Text under study:
□ □ □ □
How to Pray the Daily Office from the Book of Common Prayer (Part 1) – Christian Year Overview

Calendar

Celebrating the Christian Year has been by far one of the most significant, dynamic and moving spiritual practices that I have ever engaged in.

It may seem strange that to begin guiding you in how to pray the Daily Office from the Book of Common Prayer, I am not going to be talking about the Prayer Book at all. Or at least it might initially seem that way. To discuss praying the Daily Office necessitates understanding the underlying framework of the Christian Year.

Along with a majority of Evangelicals, your experience of the Christian Year may have mirrored my upbringing – being limited to the days of Easter and Christmas with the possible addition of Good Friday. If you were radical, your church might have had a Maundy Thursday service or an Advent wreath. Other than that, the year at church was littered with secular, Hallmark and institutional commemorations – Labor Day, Memorial Day, Independence Day, Mothers Day, Fathers Day, Missions Sunday, Superbowl Sunday, etc. I remember being shocked as a teenager that Pentecost Sunday did not even warrant a mention in our church’s bulletin, let alone being celebrated or even mentioned during the service.

Enough reminiscing. The point is that the Christian Year is somewhat of an enigma to the Evangelical populace at large and might possibly seem like an encumbering profusion of obscure holidays. Why they seem obscure is a discussion for another day (i.e., contemporary Christianity often is profoundly disconnected from historic and even Biblical Christianity…) but the Christian Year is not really about “holidays,” although there are many of them. The Christian Year is fundamentally a way to sanctify time and define our lives according to the unfolding narrative of redemption by structuring the year around the central redemptive acts of God in the Messiah. (read that sentence again, its the most important one in this whole post).
□ □ □ □
(Records contained in a dataset)
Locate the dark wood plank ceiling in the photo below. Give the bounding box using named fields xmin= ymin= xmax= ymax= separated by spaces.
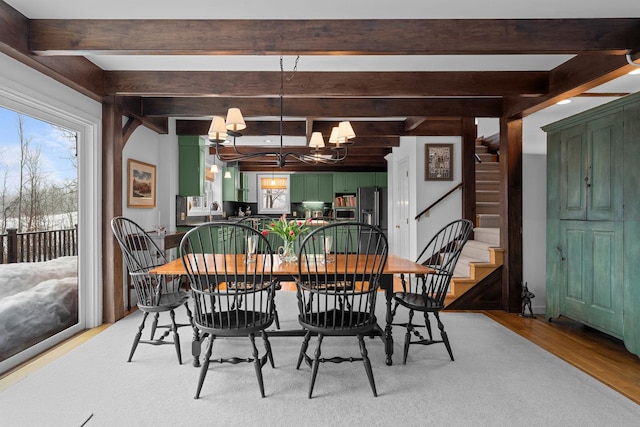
xmin=0 ymin=2 xmax=640 ymax=170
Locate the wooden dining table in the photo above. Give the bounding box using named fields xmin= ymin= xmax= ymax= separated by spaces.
xmin=150 ymin=254 xmax=433 ymax=365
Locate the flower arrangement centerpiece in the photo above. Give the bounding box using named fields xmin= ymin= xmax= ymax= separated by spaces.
xmin=262 ymin=214 xmax=311 ymax=262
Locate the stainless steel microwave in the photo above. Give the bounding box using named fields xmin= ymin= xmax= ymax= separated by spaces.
xmin=334 ymin=208 xmax=356 ymax=220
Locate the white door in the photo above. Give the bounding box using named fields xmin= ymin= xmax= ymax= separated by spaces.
xmin=396 ymin=157 xmax=411 ymax=259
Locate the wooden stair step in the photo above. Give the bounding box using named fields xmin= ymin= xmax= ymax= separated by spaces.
xmin=476 ymin=152 xmax=498 ymax=163
xmin=476 ymin=202 xmax=502 ymax=215
xmin=476 ymin=169 xmax=500 ymax=181
xmin=476 ymin=213 xmax=500 ymax=228
xmin=476 ymin=162 xmax=500 ymax=173
xmin=473 ymin=227 xmax=500 ymax=246
xmin=476 ymin=190 xmax=500 ymax=203
xmin=476 ymin=180 xmax=500 ymax=192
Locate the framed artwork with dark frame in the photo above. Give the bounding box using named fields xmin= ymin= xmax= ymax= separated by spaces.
xmin=127 ymin=159 xmax=156 ymax=208
xmin=424 ymin=144 xmax=453 ymax=181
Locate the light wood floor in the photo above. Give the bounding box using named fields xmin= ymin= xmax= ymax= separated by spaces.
xmin=482 ymin=311 xmax=640 ymax=404
xmin=0 ymin=311 xmax=640 ymax=404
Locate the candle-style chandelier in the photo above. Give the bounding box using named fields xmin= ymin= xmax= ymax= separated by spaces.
xmin=209 ymin=56 xmax=356 ymax=167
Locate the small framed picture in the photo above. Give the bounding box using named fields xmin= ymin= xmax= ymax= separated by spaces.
xmin=127 ymin=159 xmax=156 ymax=208
xmin=424 ymin=144 xmax=453 ymax=181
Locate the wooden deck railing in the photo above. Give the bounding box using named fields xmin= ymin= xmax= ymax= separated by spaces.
xmin=0 ymin=227 xmax=78 ymax=264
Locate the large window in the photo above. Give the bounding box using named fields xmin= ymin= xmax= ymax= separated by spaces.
xmin=257 ymin=174 xmax=290 ymax=214
xmin=0 ymin=107 xmax=79 ymax=363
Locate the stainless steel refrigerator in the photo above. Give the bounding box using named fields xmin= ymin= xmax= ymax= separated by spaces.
xmin=356 ymin=187 xmax=389 ymax=252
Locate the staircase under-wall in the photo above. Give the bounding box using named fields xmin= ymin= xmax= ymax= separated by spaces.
xmin=446 ymin=143 xmax=504 ymax=308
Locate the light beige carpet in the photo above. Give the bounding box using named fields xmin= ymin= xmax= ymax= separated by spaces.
xmin=0 ymin=292 xmax=640 ymax=427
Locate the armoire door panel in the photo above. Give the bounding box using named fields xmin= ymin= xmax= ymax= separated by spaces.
xmin=559 ymin=125 xmax=587 ymax=219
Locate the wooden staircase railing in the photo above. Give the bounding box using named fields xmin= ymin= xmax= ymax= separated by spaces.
xmin=414 ymin=182 xmax=463 ymax=220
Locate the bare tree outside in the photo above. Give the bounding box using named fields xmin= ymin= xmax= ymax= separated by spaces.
xmin=0 ymin=107 xmax=79 ymax=362
xmin=0 ymin=114 xmax=78 ymax=233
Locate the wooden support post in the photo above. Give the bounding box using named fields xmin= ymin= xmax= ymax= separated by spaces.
xmin=102 ymin=102 xmax=124 ymax=323
xmin=500 ymin=117 xmax=522 ymax=313
xmin=462 ymin=117 xmax=478 ymax=224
□ □ □ □
Task instructions: In the post on the Christian Year above, reproduce word for word the part that opens with the words containing "Along with a" and closes with "during the service.".

Problem solution:
Along with a majority of Evangelicals, your experience of the Christian Year may have mirrored my upbringing – being limited to the days of Easter and Christmas with the possible addition of Good Friday. If you were radical, your church might have had a Maundy Thursday service or an Advent wreath. Other than that, the year at church was littered with secular, Hallmark and institutional commemorations – Labor Day, Memorial Day, Independence Day, Mothers Day, Fathers Day, Missions Sunday, Superbowl Sunday, etc. I remember being shocked as a teenager that Pentecost Sunday did not even warrant a mention in our church’s bulletin, let alone being celebrated or even mentioned during the service.